§ **PEDIDO A**
Pode reproduzir, sem nenhuma alteração, o trecho do texto sobre a Aliança pelo Brasil que vai de "O que pode ser" até "presidente Jair Bolsonaro."?

§ **TEXTO DE ORIGEM**

====

Nos regimes democráticos, em especial em democracias representativas  como é o caso do Brasil, os partidos políticos são as organizações por meio das quais os cidadãos participam da vida pública para contribuir na construção daquilo que em ciência política se convencionou chamar de “vontade do Estado”. Como se afigura, a Aliança pelo Brasil pretende o exato oposto, qual seja, eliminar qualquer possibilidade de diálogo para a formação daquela vontade. Assumindo a ação direta, como a criminosa intentona em Brasília, assemelha-se à tropa de segurança do Partido Nacional-Socialista dos Trabalhadores Alemães, criada em 1920 e precursora da temida Sturmabteilung (SA), a Seção de Assalto de triste memória. Quem duvida que veja as imagens das agressões dos camisas  pardas a enfermeiras e jornalistas. [nada justifica comparar apoiadores do presidente Bolsonaro com as SA de 
Ernst Röhm - até mesmo no aspecto comportamental.
Também a comparação efetuada no parágrafo abaixo, atribuindo caráter golpista a determinado comportamento,é sem nenhuma fundamentação, até mesmo por não objetivo do Aliança pelo Brasil, ainda em formação, assumir o poder pela via golpista.] 

Na essência do movimento de formação da Aliança pelo Brasil, defendido e liderado por alguns dos que estão acampados em Brasília a ameaçar o Congresso e o STF, estão todos os elementos que identificam um movimento golpista, e não um partido político: 
a evocação a um passado mítico e glorioso; 
a propaganda (não raro disseminando informações falsas ou distorcendo fatos); 
o anti-intelectualismo; 
a vitimização de Jair Bolsonaro, tratado como um bom homem cercado de “patifes” por todos os lados, o “sistema”; 
o apelo a uma noção de “pátria” por meio da apropriação dos símbolos nacionais; e, por fim, 
a ação pela desarticulação da União e da sociedade. 

O que pode ser mais desagregador do que um movimento que ameaça partir para a ação violenta com o objetivo de fechar a Casa de representação do povo e a mais alta instância do Poder Judiciário? Não por acaso, o STF tem despertado especial revolta entre os camisas pardas do bolsonarismo. Classificada pelo tal Paulo Felipe como uma “casa maldita, composta por onze gângsteres”, a Corte Suprema tem se erguido em defesa da Constituição contra os avanços autoritários do presidente Jair Bolsonaro.

====

§ **TRECHOS DOS REGISTROS**
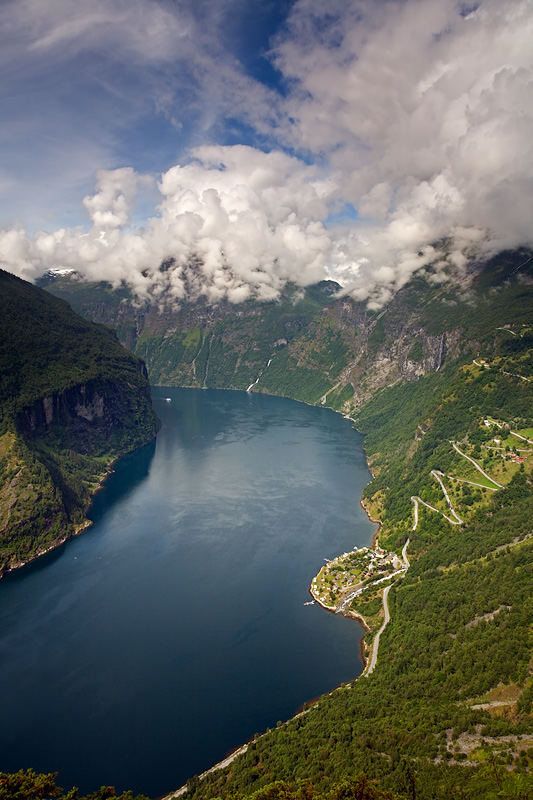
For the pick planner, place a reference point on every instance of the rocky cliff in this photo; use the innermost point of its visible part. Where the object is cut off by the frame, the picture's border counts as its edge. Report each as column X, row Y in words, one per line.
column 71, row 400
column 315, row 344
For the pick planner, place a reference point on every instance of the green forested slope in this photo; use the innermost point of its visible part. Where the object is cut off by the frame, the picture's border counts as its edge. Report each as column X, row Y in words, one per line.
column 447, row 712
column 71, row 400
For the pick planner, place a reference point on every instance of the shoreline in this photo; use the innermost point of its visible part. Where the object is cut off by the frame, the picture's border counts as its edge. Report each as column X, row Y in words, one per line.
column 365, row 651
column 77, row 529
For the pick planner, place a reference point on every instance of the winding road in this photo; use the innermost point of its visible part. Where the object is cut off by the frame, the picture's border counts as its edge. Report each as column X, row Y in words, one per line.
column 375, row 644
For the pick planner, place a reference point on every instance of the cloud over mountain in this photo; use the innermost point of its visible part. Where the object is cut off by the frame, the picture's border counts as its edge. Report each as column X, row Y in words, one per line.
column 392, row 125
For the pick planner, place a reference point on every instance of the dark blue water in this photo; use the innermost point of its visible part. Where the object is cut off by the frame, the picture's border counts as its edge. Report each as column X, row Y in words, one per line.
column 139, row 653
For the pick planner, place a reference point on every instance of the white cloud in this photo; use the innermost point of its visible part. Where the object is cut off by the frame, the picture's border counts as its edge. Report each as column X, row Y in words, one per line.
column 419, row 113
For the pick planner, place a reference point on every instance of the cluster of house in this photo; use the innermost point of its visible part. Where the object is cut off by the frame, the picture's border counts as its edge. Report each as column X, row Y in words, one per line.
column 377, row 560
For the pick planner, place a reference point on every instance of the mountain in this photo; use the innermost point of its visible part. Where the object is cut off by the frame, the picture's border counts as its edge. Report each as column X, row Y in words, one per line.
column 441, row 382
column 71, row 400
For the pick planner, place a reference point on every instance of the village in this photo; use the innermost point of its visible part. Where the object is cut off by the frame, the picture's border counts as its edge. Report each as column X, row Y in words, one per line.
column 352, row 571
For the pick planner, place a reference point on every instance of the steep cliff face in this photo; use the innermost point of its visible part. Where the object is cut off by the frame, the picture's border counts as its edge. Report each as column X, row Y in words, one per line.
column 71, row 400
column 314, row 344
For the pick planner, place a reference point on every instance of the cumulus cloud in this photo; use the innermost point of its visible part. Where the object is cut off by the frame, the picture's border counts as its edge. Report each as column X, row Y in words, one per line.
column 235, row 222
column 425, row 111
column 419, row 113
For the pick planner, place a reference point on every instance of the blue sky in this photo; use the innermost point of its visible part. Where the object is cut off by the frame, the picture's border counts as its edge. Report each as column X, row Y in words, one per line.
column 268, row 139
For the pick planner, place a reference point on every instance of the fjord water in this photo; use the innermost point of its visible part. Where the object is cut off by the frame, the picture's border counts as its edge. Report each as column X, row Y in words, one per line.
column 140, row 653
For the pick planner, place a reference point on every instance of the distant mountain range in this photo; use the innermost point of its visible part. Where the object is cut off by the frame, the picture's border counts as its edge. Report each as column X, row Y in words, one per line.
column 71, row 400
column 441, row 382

====

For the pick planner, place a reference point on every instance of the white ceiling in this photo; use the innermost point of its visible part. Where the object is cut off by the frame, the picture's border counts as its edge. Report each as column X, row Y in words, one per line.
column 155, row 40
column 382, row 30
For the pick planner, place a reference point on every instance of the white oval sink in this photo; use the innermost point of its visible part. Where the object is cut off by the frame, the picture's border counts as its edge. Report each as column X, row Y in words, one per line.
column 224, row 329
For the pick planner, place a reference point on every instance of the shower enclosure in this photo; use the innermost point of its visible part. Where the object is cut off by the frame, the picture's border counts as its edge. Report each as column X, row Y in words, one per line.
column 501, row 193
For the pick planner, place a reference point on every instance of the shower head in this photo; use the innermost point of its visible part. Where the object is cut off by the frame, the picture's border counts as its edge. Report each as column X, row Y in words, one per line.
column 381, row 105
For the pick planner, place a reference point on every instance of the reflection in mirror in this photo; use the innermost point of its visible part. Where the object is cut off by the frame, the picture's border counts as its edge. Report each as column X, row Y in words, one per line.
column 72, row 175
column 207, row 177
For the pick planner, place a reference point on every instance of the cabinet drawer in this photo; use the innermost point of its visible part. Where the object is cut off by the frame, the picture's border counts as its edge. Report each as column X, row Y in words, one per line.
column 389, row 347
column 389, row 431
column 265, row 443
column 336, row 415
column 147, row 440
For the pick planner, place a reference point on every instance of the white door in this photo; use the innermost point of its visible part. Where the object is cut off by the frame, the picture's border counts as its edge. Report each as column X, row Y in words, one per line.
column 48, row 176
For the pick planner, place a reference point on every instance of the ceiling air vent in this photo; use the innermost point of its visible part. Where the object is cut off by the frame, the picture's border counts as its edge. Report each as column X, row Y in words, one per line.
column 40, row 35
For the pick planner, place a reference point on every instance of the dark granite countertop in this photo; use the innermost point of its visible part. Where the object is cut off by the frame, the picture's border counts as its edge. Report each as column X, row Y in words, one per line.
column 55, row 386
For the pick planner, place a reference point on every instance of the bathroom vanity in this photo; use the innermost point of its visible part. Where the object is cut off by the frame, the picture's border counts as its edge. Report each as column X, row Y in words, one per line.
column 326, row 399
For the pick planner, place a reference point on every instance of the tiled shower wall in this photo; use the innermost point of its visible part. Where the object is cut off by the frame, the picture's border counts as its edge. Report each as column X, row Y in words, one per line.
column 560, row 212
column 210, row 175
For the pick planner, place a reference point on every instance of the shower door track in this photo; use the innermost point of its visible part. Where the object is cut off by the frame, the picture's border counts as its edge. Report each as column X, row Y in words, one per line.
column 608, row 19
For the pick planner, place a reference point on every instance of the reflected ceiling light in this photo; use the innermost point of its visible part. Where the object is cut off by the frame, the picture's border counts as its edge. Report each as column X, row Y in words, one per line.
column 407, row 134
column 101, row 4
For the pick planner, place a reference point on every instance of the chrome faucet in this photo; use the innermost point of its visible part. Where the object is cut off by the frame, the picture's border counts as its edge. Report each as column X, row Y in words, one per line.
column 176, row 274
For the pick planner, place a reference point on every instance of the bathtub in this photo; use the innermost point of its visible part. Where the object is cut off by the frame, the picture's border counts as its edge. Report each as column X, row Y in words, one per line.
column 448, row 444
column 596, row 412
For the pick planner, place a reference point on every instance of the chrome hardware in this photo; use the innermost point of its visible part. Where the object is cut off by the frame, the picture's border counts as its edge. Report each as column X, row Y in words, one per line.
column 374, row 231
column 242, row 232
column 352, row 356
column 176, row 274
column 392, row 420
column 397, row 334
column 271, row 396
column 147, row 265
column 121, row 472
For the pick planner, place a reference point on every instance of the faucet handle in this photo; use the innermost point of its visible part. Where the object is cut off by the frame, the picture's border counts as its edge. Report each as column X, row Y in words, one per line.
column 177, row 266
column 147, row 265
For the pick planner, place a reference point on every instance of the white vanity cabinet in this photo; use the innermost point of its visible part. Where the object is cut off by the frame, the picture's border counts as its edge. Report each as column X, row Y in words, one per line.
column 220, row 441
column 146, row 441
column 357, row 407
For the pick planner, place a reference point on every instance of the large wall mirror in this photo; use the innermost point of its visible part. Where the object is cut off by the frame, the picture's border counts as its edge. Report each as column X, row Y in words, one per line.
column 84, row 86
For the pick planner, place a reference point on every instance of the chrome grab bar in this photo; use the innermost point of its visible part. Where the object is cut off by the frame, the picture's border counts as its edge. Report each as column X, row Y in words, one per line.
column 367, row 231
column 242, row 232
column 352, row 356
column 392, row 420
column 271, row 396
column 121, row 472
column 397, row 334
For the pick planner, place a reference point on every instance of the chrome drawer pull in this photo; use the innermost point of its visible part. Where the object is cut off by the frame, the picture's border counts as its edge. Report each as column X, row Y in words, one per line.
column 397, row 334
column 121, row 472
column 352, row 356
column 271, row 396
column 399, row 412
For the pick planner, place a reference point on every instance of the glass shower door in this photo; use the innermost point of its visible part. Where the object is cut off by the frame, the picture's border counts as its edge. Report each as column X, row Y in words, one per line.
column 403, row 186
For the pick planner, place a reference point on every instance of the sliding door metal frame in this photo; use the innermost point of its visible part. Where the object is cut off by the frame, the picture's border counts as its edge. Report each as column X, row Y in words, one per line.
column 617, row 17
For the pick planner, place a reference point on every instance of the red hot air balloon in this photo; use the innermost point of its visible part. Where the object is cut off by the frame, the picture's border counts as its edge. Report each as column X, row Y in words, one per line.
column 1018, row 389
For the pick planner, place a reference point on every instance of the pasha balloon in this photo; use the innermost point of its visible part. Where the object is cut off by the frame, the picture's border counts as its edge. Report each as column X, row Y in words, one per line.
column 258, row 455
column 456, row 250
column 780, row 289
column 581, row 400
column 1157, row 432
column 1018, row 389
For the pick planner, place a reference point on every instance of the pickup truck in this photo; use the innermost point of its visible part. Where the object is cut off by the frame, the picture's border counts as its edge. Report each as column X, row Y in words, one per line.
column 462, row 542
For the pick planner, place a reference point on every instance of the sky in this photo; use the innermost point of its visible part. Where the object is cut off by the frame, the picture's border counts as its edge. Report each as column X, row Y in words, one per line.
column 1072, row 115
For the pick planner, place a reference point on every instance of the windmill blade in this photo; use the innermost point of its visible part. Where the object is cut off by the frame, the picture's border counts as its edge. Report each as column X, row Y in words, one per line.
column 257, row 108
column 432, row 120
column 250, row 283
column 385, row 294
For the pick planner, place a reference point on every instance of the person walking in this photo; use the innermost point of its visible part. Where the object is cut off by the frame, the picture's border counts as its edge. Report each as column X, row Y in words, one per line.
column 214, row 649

====

§ **PEDIDO B**
Como ficam, convertidas em uma lista JSON de strings, as linhas dos registros desde a que contém "of the rocky" até a que contém "column 375, row 644", ambas incluídas, com uma string para cada linha e sem as linhas em branco?

§ **RESPOSTA COMPLETA A**
O que pode ser mais desagregador do que um movimento que ameaça partir para a ação violenta com o objetivo de fechar a Casa de representação do povo e a mais alta instância do Poder Judiciário? Não por acaso, o STF tem despertado especial revolta entre os camisas pardas do bolsonarismo. Classificada pelo tal Paulo Felipe como uma “casa maldita, composta por onze gângsteres”, a Corte Suprema tem se erguido em defesa da Constituição contra os avanços autoritários do presidente Jair Bolsonaro.

§ **RESPOSTA COMPLETA B**
[
  "For the pick planner, place a reference point on every instance of the rocky cliff in this photo; use the innermost point of its visible part. Where the object is cut off by the frame, the picture's border counts as its edge. Report each as column X, row Y in words, one per line.",
  "column 71, row 400",
  "column 315, row 344",
  "For the pick planner, place a reference point on every instance of the green forested slope in this photo; use the innermost point of its visible part. Where the object is cut off by the frame, the picture's border counts as its edge. Report each as column X, row Y in words, one per line.",
  "column 447, row 712",
  "column 71, row 400",
  "For the pick planner, place a reference point on every instance of the shoreline in this photo; use the innermost point of its visible part. Where the object is cut off by the frame, the picture's border counts as its edge. Report each as column X, row Y in words, one per line.",
  "column 365, row 651",
  "column 77, row 529",
  "For the pick planner, place a reference point on every instance of the winding road in this photo; use the innermost point of its visible part. Where the object is cut off by the frame, the picture's border counts as its edge. Report each as column X, row Y in words, one per line.",
  "column 375, row 644"
]